Work item: Images are to be left out when the records below are printed word for word.

Material for this task:
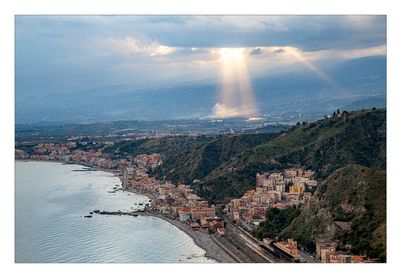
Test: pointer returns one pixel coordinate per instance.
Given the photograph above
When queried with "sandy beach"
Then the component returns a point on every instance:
(201, 238)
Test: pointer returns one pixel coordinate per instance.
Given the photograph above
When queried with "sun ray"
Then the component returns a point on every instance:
(236, 98)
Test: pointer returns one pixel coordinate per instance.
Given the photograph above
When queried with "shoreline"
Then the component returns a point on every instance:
(200, 238)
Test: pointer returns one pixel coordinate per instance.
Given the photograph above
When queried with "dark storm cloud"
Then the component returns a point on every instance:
(67, 53)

Written answer:
Test: pointer returns one pixel coordinate per instance.
Given the photograph above
When queried with "sandy beach"
Then the component returns a point on every instance:
(201, 238)
Test: pointer returns one pixel coordinate per instance.
Given the photograph above
When queried with "sun ray"
Then the component returns a point on every instance:
(236, 98)
Test: pointer returns one pixel coordinate per instance.
Given the photograph above
When queried with "shoreline"
Then the component returns a point on every instance:
(200, 238)
Test: pointer returns one pixel coordinate per instance.
Given the photograph above
When queried with "dark storm cloud"
Then the component returns a point on every instance:
(67, 53)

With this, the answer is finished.